### Activity
For this exercise, retype the lines from the one that holds "Target: bare foot" through the one that holds "Mark every instance of the yellow flower petal" in the records below, both included, exactly and without pictures.

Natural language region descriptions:

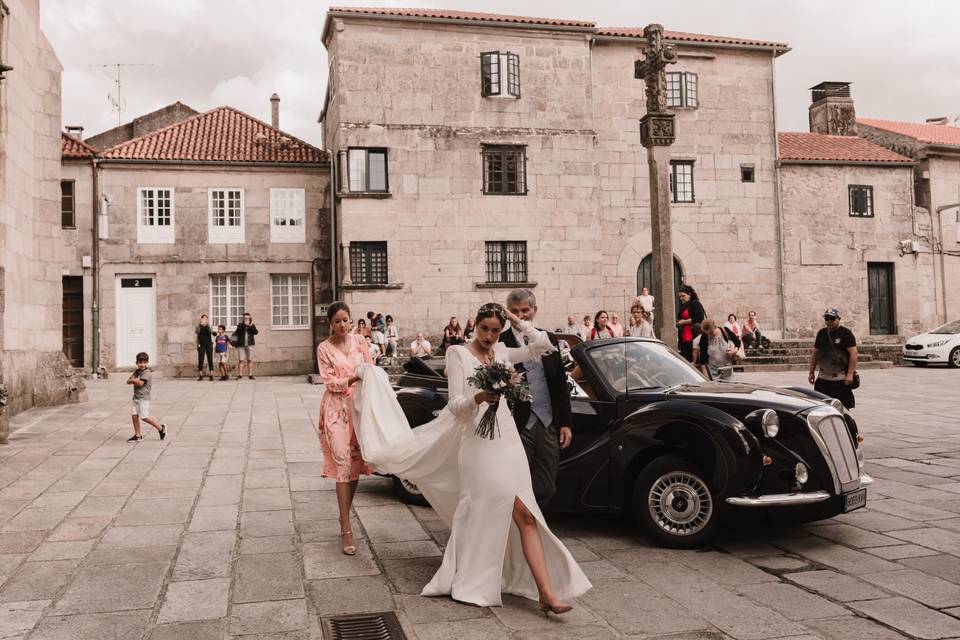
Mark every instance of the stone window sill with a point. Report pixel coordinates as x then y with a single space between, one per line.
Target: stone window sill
504 285
372 287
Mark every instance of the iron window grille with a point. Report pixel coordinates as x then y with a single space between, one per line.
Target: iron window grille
68 212
227 299
367 170
368 262
861 200
504 170
289 300
506 261
682 90
499 74
681 181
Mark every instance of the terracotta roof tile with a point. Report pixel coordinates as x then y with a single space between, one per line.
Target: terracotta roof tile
223 134
682 36
74 148
928 133
460 15
816 147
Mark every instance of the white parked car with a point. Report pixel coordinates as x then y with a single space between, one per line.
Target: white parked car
942 345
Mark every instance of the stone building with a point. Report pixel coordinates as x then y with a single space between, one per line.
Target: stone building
33 370
935 147
476 152
219 213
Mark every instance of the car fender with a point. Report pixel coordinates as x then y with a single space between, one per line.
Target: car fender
715 440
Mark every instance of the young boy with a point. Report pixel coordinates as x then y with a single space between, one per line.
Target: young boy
221 346
141 381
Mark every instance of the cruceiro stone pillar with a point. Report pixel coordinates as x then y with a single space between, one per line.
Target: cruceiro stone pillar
657 133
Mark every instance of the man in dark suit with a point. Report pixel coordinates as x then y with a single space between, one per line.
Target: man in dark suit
544 423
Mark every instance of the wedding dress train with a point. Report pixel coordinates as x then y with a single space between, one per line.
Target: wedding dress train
471 482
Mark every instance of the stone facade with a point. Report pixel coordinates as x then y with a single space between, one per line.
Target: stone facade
33 370
414 88
827 251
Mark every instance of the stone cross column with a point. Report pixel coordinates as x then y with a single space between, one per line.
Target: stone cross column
657 133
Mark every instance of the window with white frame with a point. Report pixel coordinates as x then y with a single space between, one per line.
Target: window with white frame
226 216
500 74
367 170
290 300
227 299
155 215
287 215
682 90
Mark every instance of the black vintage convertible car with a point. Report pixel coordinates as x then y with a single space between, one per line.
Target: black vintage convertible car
653 439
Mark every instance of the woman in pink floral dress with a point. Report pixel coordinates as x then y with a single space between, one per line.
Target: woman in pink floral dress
337 360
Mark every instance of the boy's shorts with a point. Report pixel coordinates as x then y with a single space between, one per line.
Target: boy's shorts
140 408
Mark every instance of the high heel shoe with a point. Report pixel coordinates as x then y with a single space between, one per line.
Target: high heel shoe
555 609
350 549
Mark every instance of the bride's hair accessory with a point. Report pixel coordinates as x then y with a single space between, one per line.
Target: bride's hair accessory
492 310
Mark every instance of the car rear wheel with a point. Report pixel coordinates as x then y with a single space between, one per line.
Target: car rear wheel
673 502
408 492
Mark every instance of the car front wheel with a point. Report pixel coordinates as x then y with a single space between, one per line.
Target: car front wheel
674 503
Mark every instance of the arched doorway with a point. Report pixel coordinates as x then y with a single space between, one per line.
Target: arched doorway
645 277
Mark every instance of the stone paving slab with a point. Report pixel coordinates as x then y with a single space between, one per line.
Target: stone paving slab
227 530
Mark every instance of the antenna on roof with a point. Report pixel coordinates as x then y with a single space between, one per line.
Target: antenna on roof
117 103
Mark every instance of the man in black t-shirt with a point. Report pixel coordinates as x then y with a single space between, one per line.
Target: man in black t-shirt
835 353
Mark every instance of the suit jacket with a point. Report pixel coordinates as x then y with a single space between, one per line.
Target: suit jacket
556 377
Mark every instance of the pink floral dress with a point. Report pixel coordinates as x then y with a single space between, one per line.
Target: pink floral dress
341 451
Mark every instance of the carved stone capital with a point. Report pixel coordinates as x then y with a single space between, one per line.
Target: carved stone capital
657 130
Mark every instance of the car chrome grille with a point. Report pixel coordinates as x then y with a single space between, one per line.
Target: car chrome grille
830 432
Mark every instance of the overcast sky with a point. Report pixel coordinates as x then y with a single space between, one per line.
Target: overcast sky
902 57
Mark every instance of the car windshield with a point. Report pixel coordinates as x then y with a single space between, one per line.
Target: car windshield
635 366
950 327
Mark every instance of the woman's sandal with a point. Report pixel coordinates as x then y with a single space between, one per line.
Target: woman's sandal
350 549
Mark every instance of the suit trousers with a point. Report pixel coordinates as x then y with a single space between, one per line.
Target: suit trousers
542 445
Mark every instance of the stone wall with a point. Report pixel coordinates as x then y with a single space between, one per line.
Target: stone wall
33 369
181 271
827 250
415 89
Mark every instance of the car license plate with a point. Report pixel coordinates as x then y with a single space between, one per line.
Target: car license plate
854 500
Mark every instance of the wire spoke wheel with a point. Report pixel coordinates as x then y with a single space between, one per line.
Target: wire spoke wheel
680 503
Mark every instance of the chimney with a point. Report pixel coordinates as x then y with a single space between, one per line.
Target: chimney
831 109
275 111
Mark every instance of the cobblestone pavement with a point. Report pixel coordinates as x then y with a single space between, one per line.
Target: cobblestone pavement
226 529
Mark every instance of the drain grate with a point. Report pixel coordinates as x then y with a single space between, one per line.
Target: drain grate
365 626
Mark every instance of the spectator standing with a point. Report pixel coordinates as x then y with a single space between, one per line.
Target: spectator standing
142 382
204 346
689 316
222 350
600 329
420 348
835 353
640 326
646 301
715 350
246 338
615 326
752 337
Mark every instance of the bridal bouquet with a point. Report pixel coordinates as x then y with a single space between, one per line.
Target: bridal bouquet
503 380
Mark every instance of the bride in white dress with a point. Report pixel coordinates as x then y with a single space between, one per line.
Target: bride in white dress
499 541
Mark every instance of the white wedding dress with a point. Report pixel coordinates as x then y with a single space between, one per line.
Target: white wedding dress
470 481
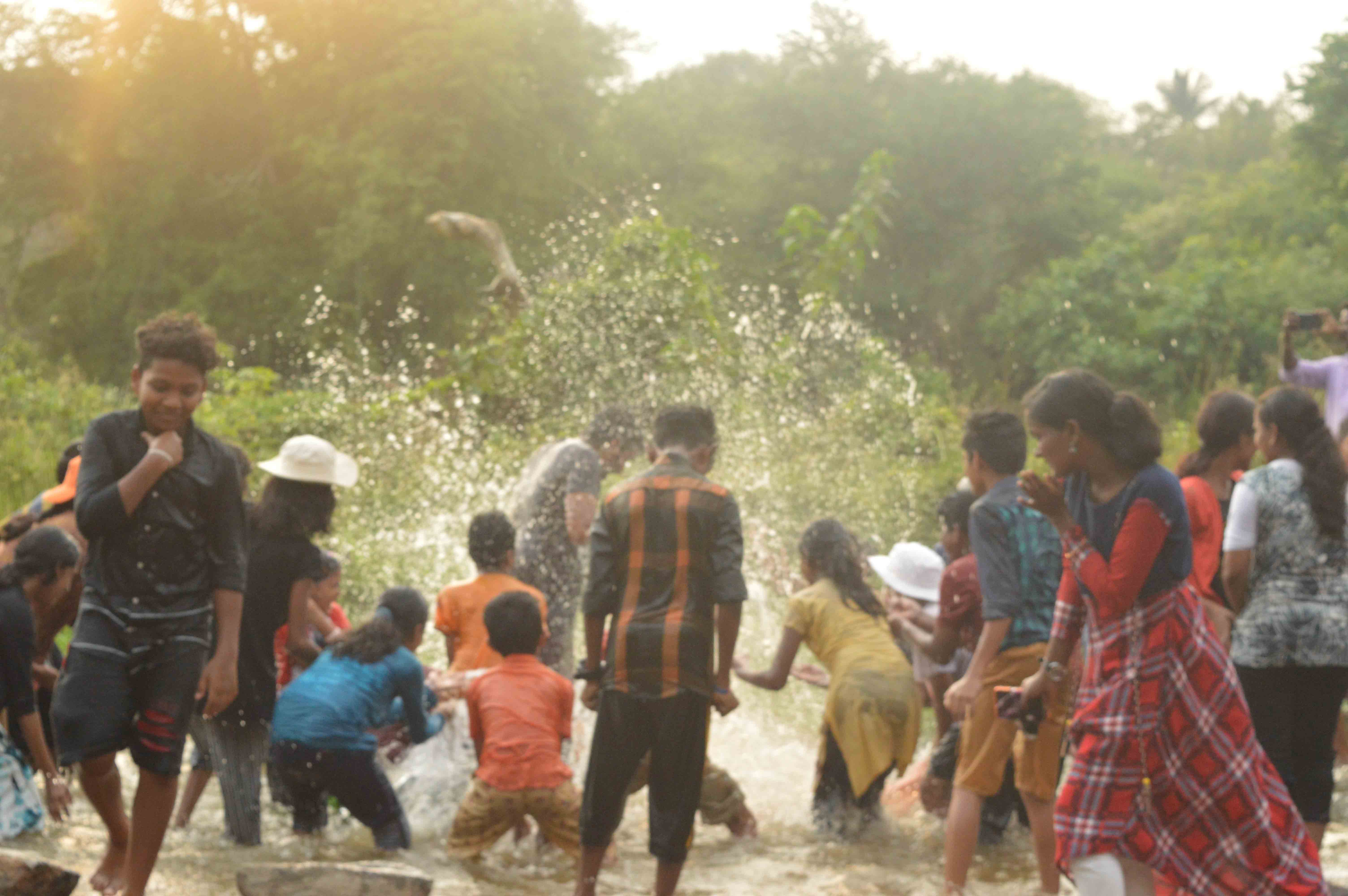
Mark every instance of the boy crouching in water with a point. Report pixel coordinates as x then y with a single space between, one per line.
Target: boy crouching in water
520 713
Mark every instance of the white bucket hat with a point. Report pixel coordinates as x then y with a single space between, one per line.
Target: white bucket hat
308 459
913 571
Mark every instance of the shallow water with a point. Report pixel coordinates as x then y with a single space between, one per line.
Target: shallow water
768 754
769 746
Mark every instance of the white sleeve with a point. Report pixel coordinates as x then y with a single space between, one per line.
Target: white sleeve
1242 521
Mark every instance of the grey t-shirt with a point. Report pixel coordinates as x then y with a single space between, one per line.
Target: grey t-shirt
538 504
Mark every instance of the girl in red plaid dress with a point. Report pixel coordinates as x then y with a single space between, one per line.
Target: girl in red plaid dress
1167 774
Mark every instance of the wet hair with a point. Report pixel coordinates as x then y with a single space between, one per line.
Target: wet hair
998 438
179 337
615 424
955 510
44 552
328 566
491 537
1119 421
835 554
688 425
71 453
290 508
400 612
1323 475
1226 417
514 624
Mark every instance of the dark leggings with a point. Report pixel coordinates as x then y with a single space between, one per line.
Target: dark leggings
350 775
1296 711
838 812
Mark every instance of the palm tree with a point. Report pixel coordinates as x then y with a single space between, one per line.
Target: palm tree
1186 98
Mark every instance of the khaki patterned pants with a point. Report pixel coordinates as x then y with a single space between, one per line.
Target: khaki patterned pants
487 814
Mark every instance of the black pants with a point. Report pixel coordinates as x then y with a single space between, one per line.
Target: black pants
354 778
1296 711
675 732
836 810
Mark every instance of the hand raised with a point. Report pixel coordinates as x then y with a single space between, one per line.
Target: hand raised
1044 495
166 446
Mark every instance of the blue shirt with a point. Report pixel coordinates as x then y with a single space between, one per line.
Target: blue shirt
338 701
1020 558
1102 522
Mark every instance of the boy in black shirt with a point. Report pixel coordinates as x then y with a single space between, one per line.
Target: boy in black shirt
161 504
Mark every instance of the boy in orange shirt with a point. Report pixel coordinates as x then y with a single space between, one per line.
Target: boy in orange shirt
459 610
520 715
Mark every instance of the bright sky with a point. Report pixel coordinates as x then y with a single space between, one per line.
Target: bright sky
1115 52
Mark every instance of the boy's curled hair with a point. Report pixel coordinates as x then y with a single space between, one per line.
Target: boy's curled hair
514 624
179 337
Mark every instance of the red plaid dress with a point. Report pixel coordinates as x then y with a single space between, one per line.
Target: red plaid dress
1160 693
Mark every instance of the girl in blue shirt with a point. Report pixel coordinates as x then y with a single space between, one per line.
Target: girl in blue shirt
321 728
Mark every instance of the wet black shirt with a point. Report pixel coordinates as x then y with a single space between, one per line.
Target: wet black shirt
274 566
184 542
538 506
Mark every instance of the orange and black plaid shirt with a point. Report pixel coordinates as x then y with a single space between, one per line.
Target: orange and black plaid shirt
666 548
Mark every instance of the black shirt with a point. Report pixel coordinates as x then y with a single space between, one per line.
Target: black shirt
17 643
184 542
274 566
538 504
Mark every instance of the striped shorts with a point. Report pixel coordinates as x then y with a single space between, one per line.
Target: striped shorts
129 684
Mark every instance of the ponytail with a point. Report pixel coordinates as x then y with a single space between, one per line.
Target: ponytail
835 556
400 614
44 553
1323 475
1118 421
1225 420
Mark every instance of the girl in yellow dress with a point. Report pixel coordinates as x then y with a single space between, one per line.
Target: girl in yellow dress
873 713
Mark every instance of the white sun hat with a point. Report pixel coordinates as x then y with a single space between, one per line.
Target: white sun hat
308 459
913 571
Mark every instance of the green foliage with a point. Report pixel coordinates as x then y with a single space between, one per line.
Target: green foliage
42 407
1188 296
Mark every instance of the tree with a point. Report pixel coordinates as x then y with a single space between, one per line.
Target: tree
1187 96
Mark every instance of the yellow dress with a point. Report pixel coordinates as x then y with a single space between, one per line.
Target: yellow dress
873 705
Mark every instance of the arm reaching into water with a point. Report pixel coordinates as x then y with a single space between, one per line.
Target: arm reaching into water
774 678
412 688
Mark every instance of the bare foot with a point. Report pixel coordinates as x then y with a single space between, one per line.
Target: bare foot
743 825
110 878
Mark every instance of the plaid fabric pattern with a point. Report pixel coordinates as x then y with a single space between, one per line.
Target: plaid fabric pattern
665 552
1157 685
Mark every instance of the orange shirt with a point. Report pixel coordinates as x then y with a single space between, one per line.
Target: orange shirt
285 668
518 715
459 611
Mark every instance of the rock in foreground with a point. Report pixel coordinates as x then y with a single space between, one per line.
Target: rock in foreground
332 879
29 875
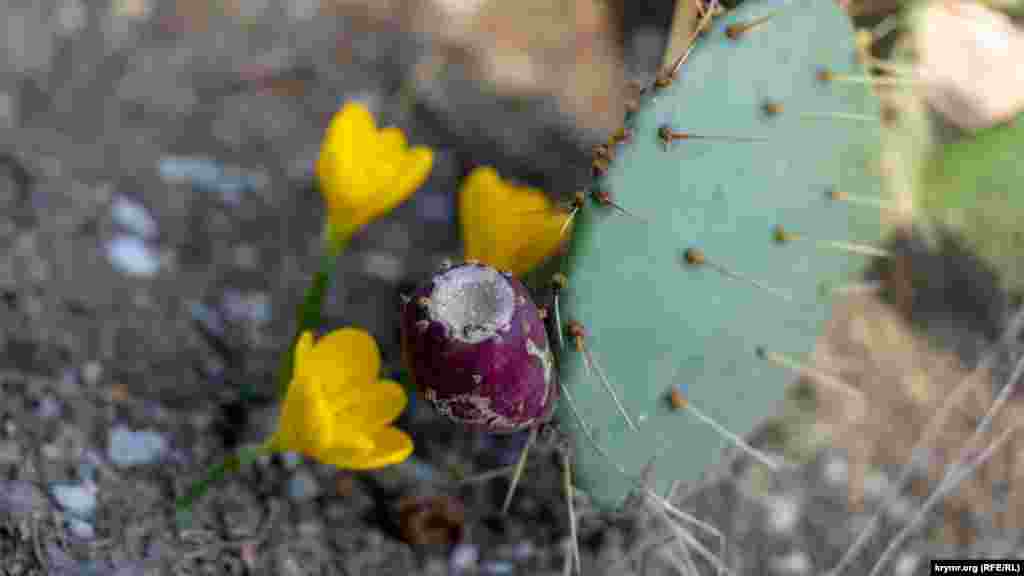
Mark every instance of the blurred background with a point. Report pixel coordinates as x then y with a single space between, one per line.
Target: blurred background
157 230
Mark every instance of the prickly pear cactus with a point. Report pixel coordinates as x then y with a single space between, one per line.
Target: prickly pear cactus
650 319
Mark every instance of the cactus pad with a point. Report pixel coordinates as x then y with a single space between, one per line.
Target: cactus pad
652 321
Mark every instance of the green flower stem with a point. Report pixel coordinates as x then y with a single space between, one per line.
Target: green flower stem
309 317
232 463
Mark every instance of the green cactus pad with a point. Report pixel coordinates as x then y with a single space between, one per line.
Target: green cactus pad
652 322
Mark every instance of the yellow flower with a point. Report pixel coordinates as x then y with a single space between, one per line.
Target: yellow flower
365 172
336 410
511 228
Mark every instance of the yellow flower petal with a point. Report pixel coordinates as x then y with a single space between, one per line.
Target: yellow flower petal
346 364
365 173
541 246
508 227
307 422
344 154
390 446
381 405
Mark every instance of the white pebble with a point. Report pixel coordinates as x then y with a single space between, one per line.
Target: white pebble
79 499
303 487
836 470
129 448
906 564
81 529
133 216
783 511
795 563
464 558
877 485
130 255
91 372
72 16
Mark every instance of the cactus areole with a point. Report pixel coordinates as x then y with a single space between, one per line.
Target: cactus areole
475 345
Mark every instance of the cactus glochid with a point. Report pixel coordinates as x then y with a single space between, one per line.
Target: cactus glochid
693 299
750 135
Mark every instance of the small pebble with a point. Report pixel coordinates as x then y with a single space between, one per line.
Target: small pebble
133 216
252 306
900 508
906 564
303 487
91 372
78 499
10 453
132 256
523 550
48 408
836 470
129 448
72 16
291 460
209 175
877 485
464 558
794 563
246 256
81 529
6 109
19 497
383 265
134 9
301 10
783 511
497 568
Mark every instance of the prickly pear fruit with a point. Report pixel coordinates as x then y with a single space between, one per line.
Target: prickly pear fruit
477 348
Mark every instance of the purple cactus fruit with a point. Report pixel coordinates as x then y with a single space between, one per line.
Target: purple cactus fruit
476 347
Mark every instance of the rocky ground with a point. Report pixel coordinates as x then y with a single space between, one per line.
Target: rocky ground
157 229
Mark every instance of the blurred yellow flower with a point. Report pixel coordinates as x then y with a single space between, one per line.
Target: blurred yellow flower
365 172
336 409
508 227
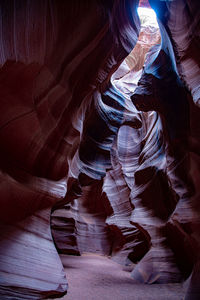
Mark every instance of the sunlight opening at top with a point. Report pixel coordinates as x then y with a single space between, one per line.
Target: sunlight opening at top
147 17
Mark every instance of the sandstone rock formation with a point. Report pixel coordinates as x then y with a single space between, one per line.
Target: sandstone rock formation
104 147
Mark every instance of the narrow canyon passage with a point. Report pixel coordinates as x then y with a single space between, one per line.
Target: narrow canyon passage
96 277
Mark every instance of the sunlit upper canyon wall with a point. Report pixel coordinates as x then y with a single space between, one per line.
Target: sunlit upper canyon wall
99 141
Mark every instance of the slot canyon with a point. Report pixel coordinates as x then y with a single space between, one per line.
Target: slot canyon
100 149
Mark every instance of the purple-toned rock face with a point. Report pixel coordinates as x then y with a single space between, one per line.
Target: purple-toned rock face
100 151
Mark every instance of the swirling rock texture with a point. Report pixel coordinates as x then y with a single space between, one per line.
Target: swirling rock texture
122 181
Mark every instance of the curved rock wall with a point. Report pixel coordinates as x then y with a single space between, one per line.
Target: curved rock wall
68 122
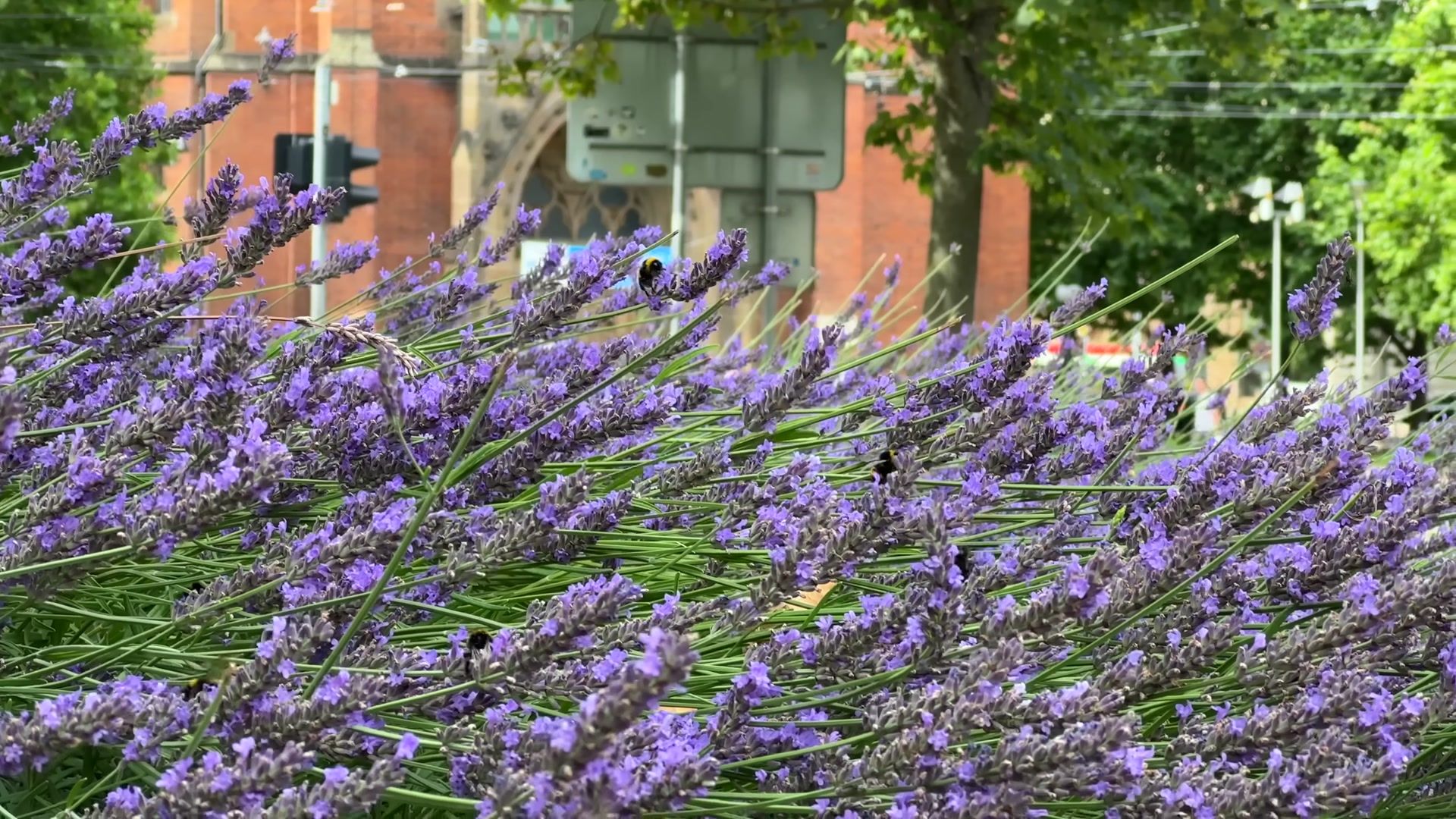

### Response box
Target: bare foot
743 825
110 878
Mark every instance of the plaid fabric pattern with a point. Report pixel coordinates as x then y with a single space between, one per line.
Target: plaid fabric pattern
665 552
1157 685
Mark every instance of the orange shirt with a point. Report pixel coordinates as x then y with a single space between, one per line.
Target: orange shirt
285 668
518 715
459 611
Mark every instance of the rock in foreground with a point. Report pixel coordinates as x then y with a single space between, one per line.
Target: rock in foreground
332 879
29 875
Mark every instance of the blurred background with a point. Report pixel coordinates as x then y with a single space between, one per line.
Target: blurred background
157 230
Mark every instance of the prickly pear cactus with a point. Report pixel coordinates as x then y with a single space between, one per line.
Target: prickly pear cactus
650 319
Mark every instance of the cactus pad with a point. Report pixel coordinates as x then y with a single space between, one per line.
Target: cactus pad
652 321
Mark every instance of the green flower stem with a point. Report pixel coordinates as x then y with a single space between, one per line.
Target: green flower stem
309 317
232 463
Mark every instance of the green cactus pad with a point. Report pixel coordinates as x then y with a single space between, one per line.
Target: green cactus pad
652 322
Mark every instance of the yellow flower with a point. Report pixel coordinates as x then y with a single space between, one per line.
Target: yellow flower
365 172
336 410
511 228
Mark every instance of the yellow flower petal with a point. Report pixel coordinates as x then y with a single space between, one per line.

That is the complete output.